What you need to do:
(1) In the transmission description below, what angle range can the swash plate be tilted to relative to the input shaft?
(2) From the transmission description below, return the exact text between "The input and" and "and ninety degrees.", inclusive.

+++ Text shown

The input and output shafts 11 and 12 are rotatably journaled by bearings 13 and 14, respectively, supported by end bells 15 and 16 secured to opposite ends of a sealed casing 17 adapted to hold hydraulic oil or other pressure fluid. The input shaft drives a variable displacement pump 20 which herein is of the axial piston type having an annular swash plate 21 adapted to be tilted to different angles to change the displacement of the pump. A constant velocity universal joint 23 connects the input shaft 11 to the swash plate 21 to cause the shaft to rotate the swash plate while enabling the swash plate to be tilted clockwise and counterclockwise relative to the shaft to any angle between forty and ninety degrees.

As shown in FIGS. 1 and 6, the universal joint 23 comprises an inner ring 24 rigidly connected to a splined portion 25 of the input shaft 11 and formed with a series of angularly spaced and axially extending grooves 26 in its outer periphery, the bottoms of the grooves being inclined at an angle between five and eight degrees. The outer peripheral surface of the inner ring 24 is spherical and supports a ring-like cage 27 for back and forth rocking. Balls 28 are captivated in angularly spaced holes 29 (FIG. 6) in the cage 27, ride in the grooves 26 in the ring 24 and also ride in angularly spaced and axially extending grooves 30 formed in the inner periphery of the swash plate 21 at the same angle as the grooves 26. Thus, the balls 28 coact with the grooves 26 and 30 to form a relatively stiff and anti-backlash torque coupling between the inner ring 24 and the swash plate 21 and coact with the cage 27 to permit the swash plate to rock back and forth on the ring.

The swash plate 21 is rotatably supported in a dish-shaped housing 31 (FIGS. 1 and 6) by a Teflon ring 32 and by a Teflon thrust washer 33. As shown in FIG. 6, a bearing 34 supports the swash plate housing 31 in a cap 35 secured to the end bell 15, the bearing permitting the housing to turn about an axis extending perpendicular to the axis of the input shaft 11. A control member 36 with an outwardly extending rod 37 is rotatably supported by the bearing 34 and the cap 35 to turn about the axis of the bearing and is connected rigidly to the swash plate housing 31 by a screw 38 and by a pair of roll pins 39. The outer end portion of the rod is splined and is adapted to be coupled to a rotary actuator (not shown). When the rod is turned, the swash plate housing 31 and the swash plate 21 are turned about the axis of the bearing 34 to change the tilt angle of the swash plate relative to the input shaft 11.

During rotation of the inclined swash plate 21 by the input shaft 11, pistons 40 (FIGS. 1 and 2) are reciprocated back and forth and act to pressurize low pressure charge oil which is supplied to the transmission 10 by a charge pump (not shown). In the present instance, there are five angularly spaced pistons and each includes a spherical piston ring 41 (FIG. 1). Extending rearwardly from each piston is an elongated piston rod 42 whose rear end is connected to the swash plate 21 by a universal ball-and-socket coupling as indicated at 43. By virtue of such couplings, the pistons may be reciprocated along fixed paths regardless of the angle of the swash plate.

++++++
+++ Stored rows

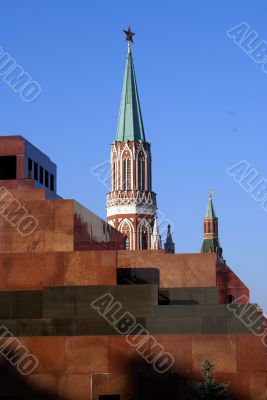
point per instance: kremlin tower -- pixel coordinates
(131, 204)
(211, 242)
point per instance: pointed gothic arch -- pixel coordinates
(144, 232)
(127, 229)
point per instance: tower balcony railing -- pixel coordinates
(127, 197)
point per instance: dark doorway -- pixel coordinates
(135, 276)
(8, 167)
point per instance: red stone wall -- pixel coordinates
(81, 368)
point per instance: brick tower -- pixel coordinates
(211, 242)
(131, 205)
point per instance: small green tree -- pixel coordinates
(208, 389)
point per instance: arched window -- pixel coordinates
(127, 174)
(127, 229)
(144, 235)
(126, 243)
(144, 241)
(114, 176)
(209, 227)
(141, 174)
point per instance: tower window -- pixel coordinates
(41, 175)
(140, 174)
(144, 241)
(52, 182)
(126, 243)
(46, 179)
(35, 171)
(127, 174)
(8, 167)
(209, 227)
(29, 168)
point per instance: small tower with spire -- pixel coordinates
(211, 242)
(169, 246)
(156, 238)
(131, 204)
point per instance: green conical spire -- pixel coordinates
(210, 213)
(130, 123)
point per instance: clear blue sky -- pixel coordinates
(203, 101)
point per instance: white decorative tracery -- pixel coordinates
(127, 228)
(144, 232)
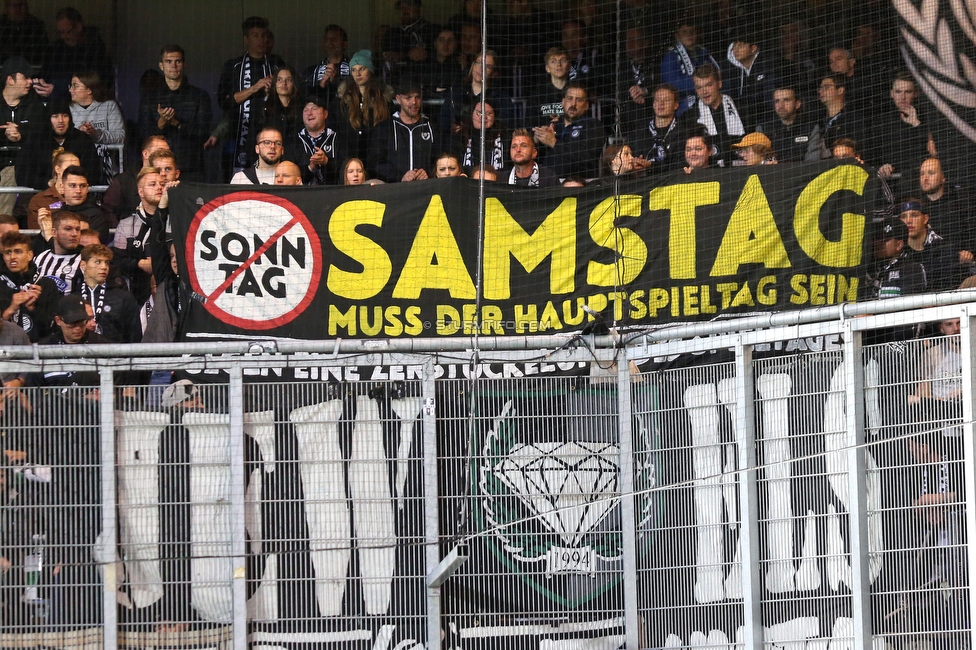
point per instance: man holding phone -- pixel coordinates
(179, 112)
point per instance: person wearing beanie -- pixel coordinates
(34, 160)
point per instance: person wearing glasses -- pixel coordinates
(270, 148)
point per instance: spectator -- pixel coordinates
(573, 144)
(53, 197)
(288, 173)
(894, 274)
(680, 62)
(364, 103)
(413, 40)
(525, 171)
(698, 151)
(618, 159)
(750, 77)
(442, 71)
(34, 160)
(61, 258)
(404, 145)
(244, 85)
(755, 149)
(114, 310)
(447, 165)
(26, 299)
(716, 112)
(26, 115)
(164, 161)
(901, 134)
(477, 86)
(78, 199)
(928, 248)
(486, 172)
(179, 112)
(324, 78)
(586, 64)
(270, 148)
(547, 102)
(283, 108)
(122, 196)
(78, 47)
(317, 149)
(353, 172)
(839, 119)
(132, 245)
(21, 33)
(494, 142)
(794, 138)
(659, 140)
(101, 119)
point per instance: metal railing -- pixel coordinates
(782, 479)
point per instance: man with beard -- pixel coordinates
(132, 241)
(179, 112)
(243, 87)
(574, 142)
(77, 199)
(324, 78)
(114, 310)
(25, 299)
(659, 140)
(270, 148)
(316, 145)
(34, 161)
(525, 171)
(404, 146)
(61, 259)
(794, 138)
(716, 112)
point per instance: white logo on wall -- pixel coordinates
(935, 51)
(255, 258)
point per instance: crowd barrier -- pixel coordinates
(752, 483)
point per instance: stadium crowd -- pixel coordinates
(704, 94)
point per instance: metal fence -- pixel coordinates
(723, 485)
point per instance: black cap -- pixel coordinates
(16, 64)
(71, 309)
(893, 228)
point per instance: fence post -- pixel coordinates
(857, 488)
(109, 535)
(968, 350)
(628, 515)
(235, 403)
(745, 415)
(431, 528)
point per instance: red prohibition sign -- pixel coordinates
(255, 258)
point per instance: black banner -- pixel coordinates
(406, 259)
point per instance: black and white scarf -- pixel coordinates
(246, 80)
(533, 178)
(733, 123)
(96, 298)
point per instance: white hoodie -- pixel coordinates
(106, 117)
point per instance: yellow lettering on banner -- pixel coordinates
(345, 320)
(435, 261)
(526, 319)
(630, 249)
(806, 221)
(681, 201)
(377, 267)
(751, 236)
(505, 238)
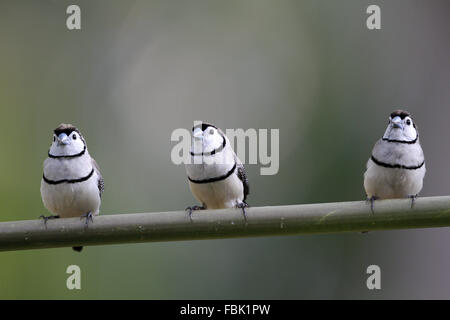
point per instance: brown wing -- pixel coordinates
(101, 182)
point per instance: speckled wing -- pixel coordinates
(243, 177)
(101, 182)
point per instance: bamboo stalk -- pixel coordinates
(227, 223)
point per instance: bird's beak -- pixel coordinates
(397, 123)
(198, 134)
(63, 139)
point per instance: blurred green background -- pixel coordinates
(140, 69)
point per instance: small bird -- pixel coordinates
(72, 184)
(397, 166)
(216, 176)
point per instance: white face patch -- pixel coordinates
(401, 129)
(206, 141)
(67, 145)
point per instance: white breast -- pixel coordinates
(70, 199)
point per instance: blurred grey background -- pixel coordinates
(140, 69)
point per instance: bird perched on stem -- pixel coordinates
(397, 166)
(216, 176)
(72, 184)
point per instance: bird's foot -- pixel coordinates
(242, 205)
(47, 218)
(88, 216)
(372, 201)
(194, 208)
(413, 200)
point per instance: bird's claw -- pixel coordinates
(193, 208)
(47, 218)
(242, 205)
(372, 201)
(413, 200)
(88, 216)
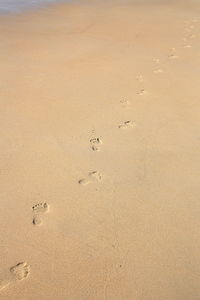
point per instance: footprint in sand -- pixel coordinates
(187, 46)
(38, 210)
(126, 124)
(17, 273)
(156, 60)
(142, 92)
(92, 176)
(140, 78)
(124, 103)
(158, 71)
(173, 56)
(95, 143)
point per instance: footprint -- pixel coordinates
(156, 60)
(17, 273)
(142, 92)
(91, 175)
(140, 78)
(96, 175)
(39, 209)
(158, 71)
(84, 181)
(192, 36)
(20, 271)
(187, 46)
(173, 56)
(125, 103)
(126, 124)
(95, 142)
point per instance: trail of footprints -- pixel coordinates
(21, 270)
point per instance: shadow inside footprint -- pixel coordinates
(39, 209)
(17, 273)
(92, 175)
(95, 142)
(126, 124)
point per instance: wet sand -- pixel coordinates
(99, 154)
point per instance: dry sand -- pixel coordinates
(100, 143)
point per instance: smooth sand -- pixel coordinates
(100, 146)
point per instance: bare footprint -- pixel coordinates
(156, 60)
(39, 209)
(140, 78)
(84, 181)
(94, 175)
(125, 103)
(126, 124)
(173, 56)
(187, 46)
(142, 92)
(17, 273)
(157, 71)
(95, 143)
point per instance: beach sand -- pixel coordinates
(99, 152)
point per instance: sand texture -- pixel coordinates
(100, 152)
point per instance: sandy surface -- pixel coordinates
(99, 152)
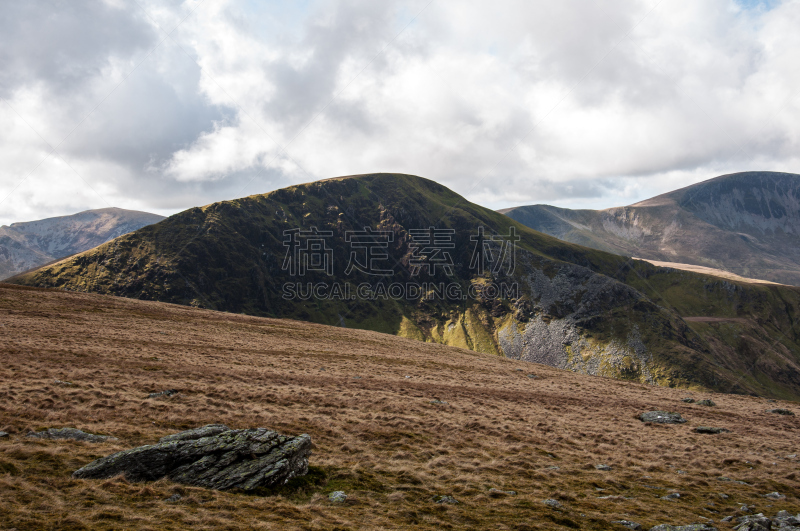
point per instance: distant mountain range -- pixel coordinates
(575, 308)
(27, 245)
(745, 223)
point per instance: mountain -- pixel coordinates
(395, 423)
(32, 244)
(315, 252)
(745, 223)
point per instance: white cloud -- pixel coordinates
(574, 103)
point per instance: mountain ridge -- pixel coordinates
(31, 244)
(746, 223)
(576, 308)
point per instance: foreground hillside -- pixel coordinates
(33, 244)
(89, 361)
(746, 223)
(573, 307)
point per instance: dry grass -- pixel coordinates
(377, 436)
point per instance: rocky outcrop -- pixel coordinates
(662, 417)
(71, 434)
(214, 456)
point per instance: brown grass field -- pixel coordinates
(369, 412)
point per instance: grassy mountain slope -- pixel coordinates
(746, 223)
(32, 244)
(577, 308)
(378, 434)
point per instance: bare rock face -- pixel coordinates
(214, 456)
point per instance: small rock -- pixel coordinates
(757, 522)
(662, 417)
(627, 523)
(710, 430)
(337, 496)
(168, 392)
(553, 503)
(71, 434)
(496, 493)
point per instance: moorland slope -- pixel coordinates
(394, 421)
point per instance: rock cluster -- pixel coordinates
(709, 429)
(213, 456)
(69, 433)
(662, 417)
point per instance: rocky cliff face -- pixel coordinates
(32, 244)
(746, 223)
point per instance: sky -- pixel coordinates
(164, 105)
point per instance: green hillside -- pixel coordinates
(561, 304)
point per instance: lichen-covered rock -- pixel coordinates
(213, 456)
(71, 434)
(555, 504)
(662, 417)
(337, 496)
(757, 522)
(710, 430)
(629, 524)
(690, 527)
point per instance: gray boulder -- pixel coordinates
(662, 417)
(629, 524)
(69, 433)
(337, 496)
(214, 457)
(757, 522)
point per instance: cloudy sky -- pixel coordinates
(163, 105)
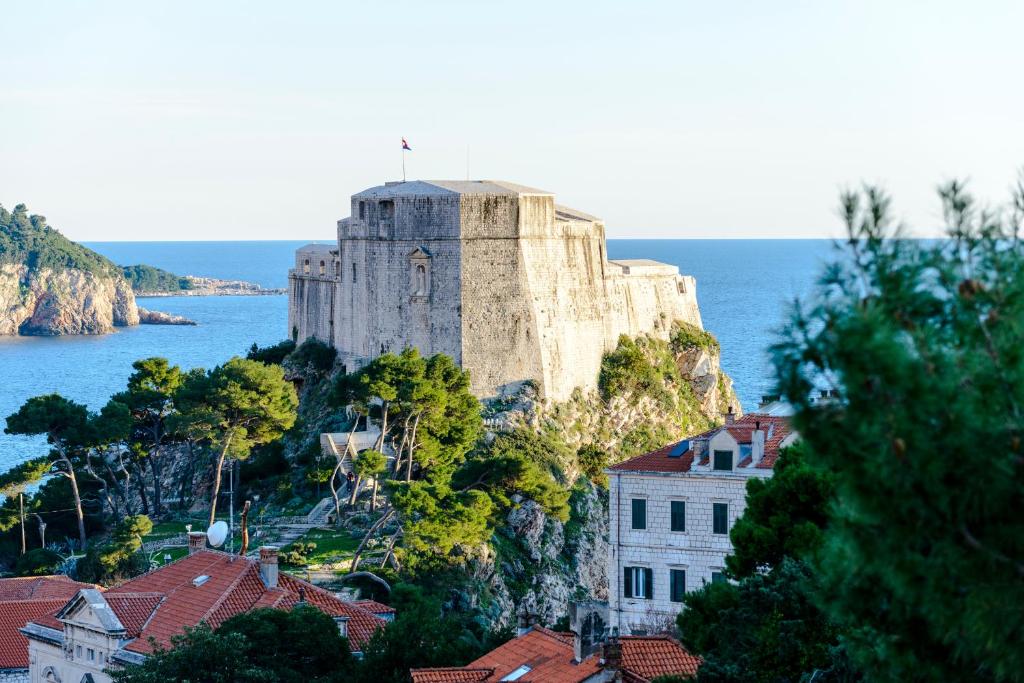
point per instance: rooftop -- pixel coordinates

++++++

Outputs by task:
(1) Any angle between forty and ninety degrees.

(2)
The input and output shafts 11 and 12 are rotatably journaled by bearings 13 and 14, respectively, supported by end bells 15 and 16 secured to opposite ends of a sealed casing 17 adapted to hold hydraulic oil or other pressure fluid. The input shaft drives a variable displacement pump 20 which herein is of the axial piston type having an annular swash plate 21 adapted to be tilted to different angles to change the displacement of the pump. A constant velocity universal joint 23 connects the input shaft 11 to the swash plate 21 to cause the shaft to rotate the swash plate while enabling the swash plate to be tilted clockwise and counterclockwise relative to the shaft to any angle between forty and ninety degrees.